Saved entries
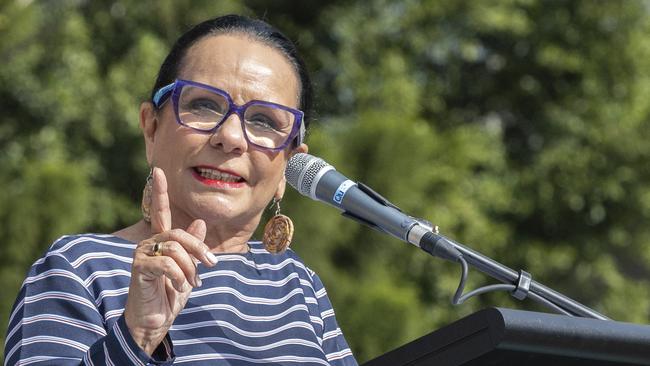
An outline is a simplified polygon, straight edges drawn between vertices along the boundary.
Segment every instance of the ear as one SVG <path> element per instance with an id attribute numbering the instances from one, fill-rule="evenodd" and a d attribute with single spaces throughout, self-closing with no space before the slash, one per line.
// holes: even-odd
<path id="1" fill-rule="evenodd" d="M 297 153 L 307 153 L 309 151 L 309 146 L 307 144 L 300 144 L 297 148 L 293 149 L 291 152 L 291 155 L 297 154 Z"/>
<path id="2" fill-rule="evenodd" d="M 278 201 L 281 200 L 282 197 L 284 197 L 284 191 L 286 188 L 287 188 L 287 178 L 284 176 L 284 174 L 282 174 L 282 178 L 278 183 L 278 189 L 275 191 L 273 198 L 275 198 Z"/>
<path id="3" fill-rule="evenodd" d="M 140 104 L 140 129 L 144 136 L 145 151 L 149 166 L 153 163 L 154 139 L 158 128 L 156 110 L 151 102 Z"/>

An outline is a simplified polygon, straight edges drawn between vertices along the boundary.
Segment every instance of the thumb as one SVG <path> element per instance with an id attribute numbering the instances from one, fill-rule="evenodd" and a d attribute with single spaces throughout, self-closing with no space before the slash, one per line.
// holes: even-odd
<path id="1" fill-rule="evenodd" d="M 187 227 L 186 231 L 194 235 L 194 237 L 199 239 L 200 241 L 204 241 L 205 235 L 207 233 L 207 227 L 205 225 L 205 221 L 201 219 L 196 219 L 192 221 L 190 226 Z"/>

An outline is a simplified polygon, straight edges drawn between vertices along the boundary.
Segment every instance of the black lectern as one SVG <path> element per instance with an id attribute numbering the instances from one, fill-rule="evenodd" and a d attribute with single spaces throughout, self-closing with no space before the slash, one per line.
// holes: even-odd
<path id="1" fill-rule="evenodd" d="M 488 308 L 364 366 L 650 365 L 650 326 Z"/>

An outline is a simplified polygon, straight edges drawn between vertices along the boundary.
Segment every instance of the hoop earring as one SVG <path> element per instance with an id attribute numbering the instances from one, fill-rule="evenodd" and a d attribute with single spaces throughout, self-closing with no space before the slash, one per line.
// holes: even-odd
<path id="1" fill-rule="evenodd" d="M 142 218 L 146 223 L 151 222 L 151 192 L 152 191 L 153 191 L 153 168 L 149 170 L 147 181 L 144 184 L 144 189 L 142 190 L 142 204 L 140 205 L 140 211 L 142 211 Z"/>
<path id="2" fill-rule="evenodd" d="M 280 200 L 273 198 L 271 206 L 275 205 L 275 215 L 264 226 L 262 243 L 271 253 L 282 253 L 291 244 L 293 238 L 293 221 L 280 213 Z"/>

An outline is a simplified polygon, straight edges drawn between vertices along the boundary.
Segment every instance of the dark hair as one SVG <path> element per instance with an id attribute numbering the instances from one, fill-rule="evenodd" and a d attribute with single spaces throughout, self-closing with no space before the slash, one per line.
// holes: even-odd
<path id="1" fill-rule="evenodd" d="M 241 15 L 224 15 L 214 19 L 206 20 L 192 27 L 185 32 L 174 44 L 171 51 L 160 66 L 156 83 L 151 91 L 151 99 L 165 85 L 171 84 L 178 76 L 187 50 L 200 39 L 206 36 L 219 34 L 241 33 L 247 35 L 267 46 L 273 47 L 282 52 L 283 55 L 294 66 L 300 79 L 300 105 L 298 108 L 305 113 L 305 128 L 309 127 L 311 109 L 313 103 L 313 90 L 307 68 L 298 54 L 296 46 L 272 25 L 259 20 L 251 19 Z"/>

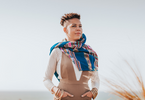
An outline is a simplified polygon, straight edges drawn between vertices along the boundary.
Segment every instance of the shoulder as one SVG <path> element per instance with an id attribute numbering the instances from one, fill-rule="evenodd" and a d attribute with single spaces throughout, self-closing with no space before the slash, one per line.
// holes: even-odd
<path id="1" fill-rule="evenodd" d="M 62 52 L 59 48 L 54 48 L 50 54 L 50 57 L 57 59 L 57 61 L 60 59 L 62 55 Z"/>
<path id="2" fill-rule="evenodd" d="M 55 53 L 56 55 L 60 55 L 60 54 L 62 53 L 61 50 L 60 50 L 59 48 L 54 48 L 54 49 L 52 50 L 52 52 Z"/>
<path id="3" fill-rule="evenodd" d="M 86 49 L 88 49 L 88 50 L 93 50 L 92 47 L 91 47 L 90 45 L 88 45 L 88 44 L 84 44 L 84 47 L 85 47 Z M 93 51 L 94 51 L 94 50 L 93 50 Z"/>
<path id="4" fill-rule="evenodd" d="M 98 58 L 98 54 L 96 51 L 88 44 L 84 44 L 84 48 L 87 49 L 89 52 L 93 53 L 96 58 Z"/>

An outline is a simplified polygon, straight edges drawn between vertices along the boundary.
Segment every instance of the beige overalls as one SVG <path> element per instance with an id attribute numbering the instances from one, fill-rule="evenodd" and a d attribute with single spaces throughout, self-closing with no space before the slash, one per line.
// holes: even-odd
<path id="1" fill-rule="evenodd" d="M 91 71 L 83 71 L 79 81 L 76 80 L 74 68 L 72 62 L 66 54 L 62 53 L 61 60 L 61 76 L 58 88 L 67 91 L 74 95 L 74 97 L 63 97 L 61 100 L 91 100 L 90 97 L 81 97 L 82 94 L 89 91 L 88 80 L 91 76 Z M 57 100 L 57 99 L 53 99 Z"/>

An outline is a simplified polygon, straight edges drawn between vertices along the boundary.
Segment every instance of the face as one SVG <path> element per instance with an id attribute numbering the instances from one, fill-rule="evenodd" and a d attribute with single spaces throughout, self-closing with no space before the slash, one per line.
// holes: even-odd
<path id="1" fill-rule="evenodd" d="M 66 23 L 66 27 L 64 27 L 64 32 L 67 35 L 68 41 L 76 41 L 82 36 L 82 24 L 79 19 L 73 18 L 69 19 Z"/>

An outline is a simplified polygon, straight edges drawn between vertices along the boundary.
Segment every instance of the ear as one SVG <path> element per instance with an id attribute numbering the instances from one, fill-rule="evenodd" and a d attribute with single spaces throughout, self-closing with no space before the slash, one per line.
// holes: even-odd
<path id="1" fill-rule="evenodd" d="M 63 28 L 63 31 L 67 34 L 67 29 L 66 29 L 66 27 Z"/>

* WHAT THIS TASK INVOLVES:
Copy the preceding data in full and word for word, dropping its pictures.

* EXERCISE RESPONSE:
An outline is a simplified polygon, straight edges drawn between vertices along the boundary.
Segment every instance of the ear as one SVG <path> element per instance with an id attribute numbering the instances from one, fill-rule="evenodd" and a d attribute with single spaces throughout, self-closing with no space before the slash, one per line.
// holes: even-odd
<path id="1" fill-rule="evenodd" d="M 297 153 L 307 153 L 309 151 L 309 146 L 307 144 L 300 144 L 297 148 L 293 149 L 291 152 L 291 155 L 297 154 Z"/>
<path id="2" fill-rule="evenodd" d="M 278 201 L 281 200 L 282 197 L 284 197 L 284 191 L 286 188 L 287 188 L 287 178 L 284 176 L 284 174 L 282 174 L 282 178 L 278 183 L 278 189 L 275 191 L 273 198 L 275 198 Z"/>
<path id="3" fill-rule="evenodd" d="M 140 104 L 140 129 L 144 136 L 145 151 L 149 166 L 153 163 L 154 139 L 158 128 L 156 110 L 151 102 Z"/>

An outline is a simplified polygon, straight edges drawn between vertices along the boundary.
Segment every instance of the thumb as one SVG <path> element per instance with an id attribute numbering the instances from one, fill-rule="evenodd" and a d attribute with single spaces throughout, self-closing with no space before the slash, one per line.
// holes: even-odd
<path id="1" fill-rule="evenodd" d="M 187 227 L 186 231 L 194 235 L 194 237 L 199 239 L 200 241 L 204 241 L 205 235 L 207 233 L 207 227 L 205 225 L 205 221 L 201 219 L 196 219 L 192 221 L 190 226 Z"/>

An outline is a simplified polygon, straight edges drawn between vertices along the boundary.
Segment every instance of the black lectern as one SVG <path> element per instance with an id attribute numbering the instances from one, fill-rule="evenodd" and a d attribute with single spaces throughout, self-closing with no space before the slash, one per line.
// holes: even-odd
<path id="1" fill-rule="evenodd" d="M 488 308 L 364 366 L 650 365 L 650 326 Z"/>

An outline is a simplified polygon, straight edges drawn between vertices along the boundary.
Segment every instance of the hoop earring as one SVG <path> element per instance with an id attribute numbering the instances from one, fill-rule="evenodd" and a d attribute with single spaces throughout, self-closing with no space before the slash, one per line.
// holes: even-odd
<path id="1" fill-rule="evenodd" d="M 142 218 L 146 223 L 151 222 L 151 192 L 152 191 L 153 191 L 153 168 L 149 170 L 147 181 L 144 184 L 144 189 L 142 190 L 142 204 L 140 205 L 140 211 L 142 211 Z"/>
<path id="2" fill-rule="evenodd" d="M 280 200 L 273 198 L 271 206 L 275 205 L 275 215 L 264 226 L 262 243 L 271 253 L 282 253 L 291 244 L 293 238 L 293 221 L 280 213 Z"/>

An outline is a simplified polygon, straight edges drawn between vertices along the boundary.
Segment every instance of the dark hair as one SVG <path> element per instance with an id attribute numbering the instances from one, fill-rule="evenodd" and a d attribute with single spaces throughout, self-closing with no space before the slash, one per line.
// holes: even-odd
<path id="1" fill-rule="evenodd" d="M 241 15 L 224 15 L 214 19 L 206 20 L 192 27 L 185 32 L 174 44 L 171 51 L 160 66 L 156 83 L 151 91 L 151 99 L 165 85 L 171 84 L 178 76 L 187 50 L 200 39 L 206 36 L 219 34 L 241 33 L 247 35 L 267 46 L 273 47 L 282 52 L 283 55 L 294 66 L 300 79 L 300 105 L 298 108 L 305 113 L 305 128 L 309 127 L 311 109 L 313 103 L 313 90 L 307 68 L 298 54 L 296 46 L 272 25 L 259 20 L 251 19 Z"/>

An outline is a simplified polygon, straight edges drawn between vertices along the boundary.
Segment every instance of the shoulder as one SVG <path> element per instance with an id attribute numbering the instances from one, fill-rule="evenodd" and a d attribute with single spaces throughout, self-closing with no space before the slash, one per line.
// holes: even-odd
<path id="1" fill-rule="evenodd" d="M 62 52 L 59 48 L 54 48 L 50 54 L 50 57 L 57 59 L 57 61 L 60 59 L 62 55 Z"/>
<path id="2" fill-rule="evenodd" d="M 55 53 L 56 55 L 60 55 L 60 54 L 62 53 L 61 50 L 60 50 L 59 48 L 54 48 L 54 49 L 52 50 L 52 52 Z"/>
<path id="3" fill-rule="evenodd" d="M 86 49 L 88 49 L 88 50 L 93 50 L 92 47 L 91 47 L 90 45 L 88 45 L 88 44 L 84 44 L 84 47 L 85 47 Z M 93 51 L 94 51 L 94 50 L 93 50 Z"/>
<path id="4" fill-rule="evenodd" d="M 98 58 L 98 54 L 96 51 L 88 44 L 84 44 L 84 48 L 87 49 L 89 52 L 93 53 L 96 58 Z"/>

An outline is a simplified polygon, straight edges drawn between vertices along the boundary.
Segment every instance of the beige overalls as one SVG <path> element per instance with an id attribute numbering the instances from one, fill-rule="evenodd" and a d attribute with single spaces throughout, self-closing with no space before the slash, one per line.
// holes: even-odd
<path id="1" fill-rule="evenodd" d="M 91 71 L 83 71 L 79 81 L 76 80 L 74 68 L 72 62 L 66 54 L 62 53 L 61 60 L 61 76 L 58 88 L 67 91 L 74 95 L 74 97 L 63 97 L 61 100 L 91 100 L 90 97 L 81 97 L 82 94 L 89 91 L 88 80 L 91 76 Z M 57 100 L 57 99 L 53 99 Z"/>

An outline is a simplified polygon, straight edges drawn between vertices along the boundary.
Segment every instance of the face as one SVG <path> element per instance with an id attribute numbering the instances from one, fill-rule="evenodd" and a d attribute with single spaces throughout, self-closing with no space before the slash, one per line.
// holes: even-odd
<path id="1" fill-rule="evenodd" d="M 66 23 L 66 27 L 64 27 L 64 32 L 67 35 L 68 41 L 76 41 L 82 36 L 82 24 L 79 19 L 73 18 L 69 19 Z"/>

An outline is a simplified polygon, straight edges drawn between vertices along the boundary.
Segment every instance of the ear as one SVG <path> element per instance with an id attribute numbering the instances from one, fill-rule="evenodd" and a d attribute with single spaces throughout, self-closing with no space before the slash, one per line.
// holes: even-odd
<path id="1" fill-rule="evenodd" d="M 63 28 L 63 31 L 67 34 L 67 29 L 66 29 L 66 27 Z"/>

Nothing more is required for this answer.